SOURCE EXTRACT>
Pediatric Infectious Diseases: Open Access

Editorial

Viral haemorrhagic fever outbreaks of a previously unexpected magnitude developing at Africa slummy urban areas, propagating among immunologically naive, pictures an epidemiologist nightmare, and a worrisome perspective to the world because of the permanent risk of global spread. Long lasting consequences of emerging virus diseases like Ebola or potentially yellow fever in developing countries might endure after closing the emergency [1].

Ebola for instance, last outbreak initiated probably by a child, contributes to worsening an humanitarian and orphan crisis, as 2014-2016 West Africa Ebola outbreak left at least 1000 children without one or both parents, and children survivors might not resume school in the near future although study cycle is on-going. Not to mention an unacceptable death toll will be paid by the very young in the near future as resilience to preventable endemic diseases is compromised once Ebola virus decimated health personnel and wreck in weak health system, hampering lifesaving health promotion activities like vaccination.

Interestingly, children and adolescents cluster apart on regard to immune responses, clinical profile, and death rate due to Ebola in an age related manner, even when exposure is accounted [2]. If this alleged reduced susceptibility to Ebola finds biological support, it might guide future vaccine and treatment developments. Thereby, it is already known that an outstandingly fast and effective antibody response is needed in order to clear virus before Ebola subverts specific antibody response redirecting it, to focus on epitopes shared with sGP blanks. Kind of antibodies like monoclonal Mab100 and mab 114 effectively interfere functional binding of glycoprotein GP to its receptor, mediates rvsv-Z-BoV-GP protection against ebola virus. Whereas low real time PCR CT values and pro inflammatory cytokine exhaustion through I-IFN response hallmark bad prognosis in Ebola virus disease and Yellow fever.

Recorded data>
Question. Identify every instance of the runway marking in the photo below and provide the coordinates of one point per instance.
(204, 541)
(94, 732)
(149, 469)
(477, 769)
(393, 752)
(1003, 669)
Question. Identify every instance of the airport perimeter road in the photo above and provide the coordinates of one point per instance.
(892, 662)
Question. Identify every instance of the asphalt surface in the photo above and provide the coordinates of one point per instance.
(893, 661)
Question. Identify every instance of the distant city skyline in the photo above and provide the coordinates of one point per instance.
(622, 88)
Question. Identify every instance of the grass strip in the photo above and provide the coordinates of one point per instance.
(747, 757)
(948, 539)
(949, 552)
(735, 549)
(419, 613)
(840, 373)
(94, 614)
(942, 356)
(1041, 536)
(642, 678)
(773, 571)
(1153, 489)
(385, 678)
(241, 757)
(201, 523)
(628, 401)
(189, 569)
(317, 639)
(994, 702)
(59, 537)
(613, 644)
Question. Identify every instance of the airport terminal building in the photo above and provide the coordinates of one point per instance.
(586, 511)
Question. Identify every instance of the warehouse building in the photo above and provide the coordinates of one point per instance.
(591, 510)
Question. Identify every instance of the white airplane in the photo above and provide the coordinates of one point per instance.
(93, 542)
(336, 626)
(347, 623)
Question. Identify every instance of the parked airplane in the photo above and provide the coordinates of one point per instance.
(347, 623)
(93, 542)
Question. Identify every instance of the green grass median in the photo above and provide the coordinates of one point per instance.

ACTIONS TO TAKE>
A. In the Ebola editorial, how many children did the 2014-2016 West Africa Ebola outbreak leave without one or both parents?
B. Pick up the Ebola editorial after its last sentence and keep writing it.

ANSWERS TO THIS EXERCISE>
A. At least 1000 children.

B.
A new cue to the puzzle, coming from the study Influenza 3I14mAB, and a Sos antibody accelerated response generated through intra clonal diversification [3] may shed light to a number of Ebola insensitive children being in close in contact to the virus. Whether mechanism based on structure would cope to RNA virus diversity or not and its relevance for Ebola virus disease vaccine development is a question only time will answer.

In pursuit of therapeutic targets, tertiary structures from most of Ebola encoded proteins have been described. Such an approach has rendered the discovery of molecules which binds Ebola GP inhibiting viral fusion. Same approach, using in silico modelling of the EBOV RNA-dependent RNA polymerase active site revealed key structural elements that might help in the development of molecules but also Ebola virus phylogenetic tree [4].

Although international emergency called by WHO to confront 2014 west Africa outbreak has ended, most ecological and human conditions prevailing before the outbreak are replicating along a wide belt across Africa. Bats immune system evolved to harbour a number of RNA viruses. In the last one, (2014) only one amino acid substitution was necessary for human adaptation. Do we are ready to take real action? Certainly, there will no better response than developing effective vaccines.

References

1. Rico A, Brody D, Coronado F, Rondy M, Fiebig L, et al. (2016)Emiology of epidemic Ebola virus disease in Conakry and surrounding prefectures, Guinea, 2014-2015. Emerg Infect Dis 22: 178-183.
2. Bower H, Johnson S, Bangura MS, Kamara AJ, Kamara O, et al. (2016) Exposure-Specific and Age-Specific Attack Rates for Ebola Virus Disease in Ebola-Affected Households, Sierra Leone. Emerg Infect Dis J [Internet]22: 1403-1411.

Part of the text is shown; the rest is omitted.